(Excerpts of bounding box records)
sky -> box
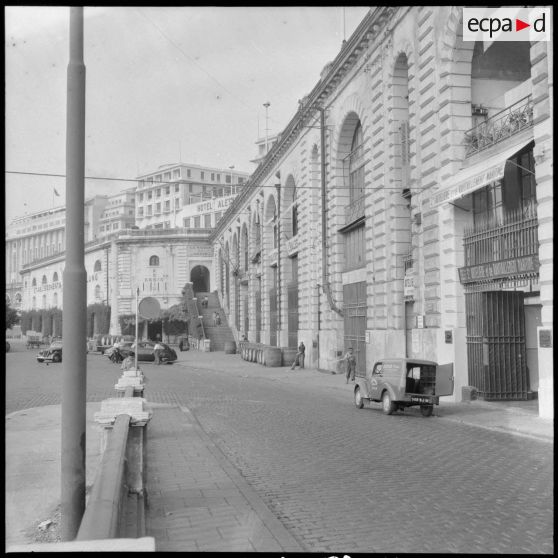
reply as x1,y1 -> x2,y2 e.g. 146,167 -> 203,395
5,6 -> 369,223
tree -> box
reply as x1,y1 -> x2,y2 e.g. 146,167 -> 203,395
6,302 -> 19,329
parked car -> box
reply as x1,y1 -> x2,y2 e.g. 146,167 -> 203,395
103,339 -> 134,363
120,341 -> 178,364
37,338 -> 62,364
96,335 -> 136,355
354,358 -> 454,417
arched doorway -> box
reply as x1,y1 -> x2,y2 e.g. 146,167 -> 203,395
190,265 -> 209,293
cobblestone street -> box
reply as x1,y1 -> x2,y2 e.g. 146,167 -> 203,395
6,350 -> 553,553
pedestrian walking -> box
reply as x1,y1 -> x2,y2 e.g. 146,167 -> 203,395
120,353 -> 134,370
153,341 -> 163,365
343,347 -> 356,384
291,341 -> 306,370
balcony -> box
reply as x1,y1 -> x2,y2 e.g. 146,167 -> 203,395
465,95 -> 533,157
285,235 -> 300,256
345,196 -> 365,226
459,205 -> 539,283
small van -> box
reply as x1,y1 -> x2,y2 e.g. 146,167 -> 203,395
354,358 -> 454,417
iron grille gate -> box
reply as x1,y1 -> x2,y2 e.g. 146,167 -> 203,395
269,287 -> 277,347
256,288 -> 262,343
234,280 -> 240,331
243,296 -> 250,335
287,283 -> 298,349
465,291 -> 529,400
343,281 -> 366,374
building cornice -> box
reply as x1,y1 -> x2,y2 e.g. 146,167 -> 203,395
211,6 -> 399,241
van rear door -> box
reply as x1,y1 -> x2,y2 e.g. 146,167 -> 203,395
435,362 -> 454,397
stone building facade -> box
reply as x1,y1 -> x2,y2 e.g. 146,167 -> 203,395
212,6 -> 553,417
19,229 -> 215,337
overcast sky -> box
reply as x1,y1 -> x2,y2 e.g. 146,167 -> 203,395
5,6 -> 368,222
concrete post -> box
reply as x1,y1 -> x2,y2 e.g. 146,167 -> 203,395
61,7 -> 87,541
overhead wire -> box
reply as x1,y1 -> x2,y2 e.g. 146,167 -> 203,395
135,9 -> 282,131
4,170 -> 420,193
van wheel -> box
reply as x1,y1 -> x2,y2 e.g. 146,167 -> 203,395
355,387 -> 364,409
382,391 -> 397,415
420,405 -> 434,417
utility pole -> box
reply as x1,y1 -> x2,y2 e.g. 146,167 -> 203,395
264,101 -> 271,155
61,6 -> 87,541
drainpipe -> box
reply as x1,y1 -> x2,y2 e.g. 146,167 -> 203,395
318,107 -> 343,316
275,171 -> 281,347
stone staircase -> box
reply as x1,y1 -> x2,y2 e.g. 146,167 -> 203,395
196,292 -> 235,351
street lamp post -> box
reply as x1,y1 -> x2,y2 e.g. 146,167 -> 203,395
60,6 -> 87,541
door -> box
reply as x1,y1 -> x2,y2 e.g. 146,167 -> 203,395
269,287 -> 277,347
525,304 -> 542,391
343,281 -> 370,374
465,291 -> 529,401
434,363 -> 454,396
368,362 -> 383,400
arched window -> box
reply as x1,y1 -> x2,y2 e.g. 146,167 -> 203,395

What is required:
Render the records from the line with "pedestrian walking -> box" up to and including the line with "4,170 -> 420,193" as a Markdown table with the columns Row and Line, numbering each line and leaving out blank lines.

Task response:
| Row | Line |
|---|---|
| 1 | pedestrian walking -> box |
| 2 | reply as x1,y1 -> x2,y2 e.g. 146,167 -> 203,395 |
| 3 | 120,353 -> 134,370 |
| 4 | 153,341 -> 163,365 |
| 5 | 343,347 -> 356,384 |
| 6 | 291,341 -> 306,370 |
| 7 | balcony -> box |
| 8 | reply as x1,y1 -> x2,y2 e.g. 146,167 -> 203,395 |
| 9 | 465,95 -> 533,157 |
| 10 | 285,235 -> 300,256 |
| 11 | 345,196 -> 365,226 |
| 12 | 459,205 -> 539,283 |
| 13 | small van -> box |
| 14 | reply as x1,y1 -> x2,y2 e.g. 146,167 -> 203,395 |
| 15 | 354,358 -> 454,417 |
| 16 | iron grille gate -> box |
| 17 | reply as x1,y1 -> x2,y2 e.g. 146,167 -> 203,395 |
| 18 | 269,287 -> 277,347 |
| 19 | 256,288 -> 262,343 |
| 20 | 234,280 -> 240,331 |
| 21 | 243,296 -> 250,335 |
| 22 | 287,283 -> 298,349 |
| 23 | 465,291 -> 529,400 |
| 24 | 343,281 -> 366,374 |
| 25 | building cornice -> box |
| 26 | reply as x1,y1 -> x2,y2 e.g. 146,167 -> 203,395 |
| 27 | 211,6 -> 399,241 |
| 28 | van rear door -> box |
| 29 | reply as x1,y1 -> x2,y2 e.g. 146,167 -> 203,395 |
| 30 | 435,362 -> 454,397 |
| 31 | stone building facade -> box |
| 32 | reply as x1,y1 -> x2,y2 e.g. 146,167 -> 203,395 |
| 33 | 212,6 -> 553,417 |
| 34 | 19,229 -> 215,337 |
| 35 | overcast sky -> box |
| 36 | reply as x1,y1 -> x2,y2 e.g. 146,167 -> 203,395 |
| 37 | 5,6 -> 368,222 |
| 38 | concrete post -> box |
| 39 | reply as x1,y1 -> x2,y2 e.g. 146,167 -> 203,395 |
| 40 | 61,7 -> 87,541 |
| 41 | overhead wire -> box |
| 42 | reply as x1,y1 -> x2,y2 e.g. 146,167 -> 203,395 |
| 43 | 135,9 -> 282,131 |
| 44 | 4,170 -> 420,193 |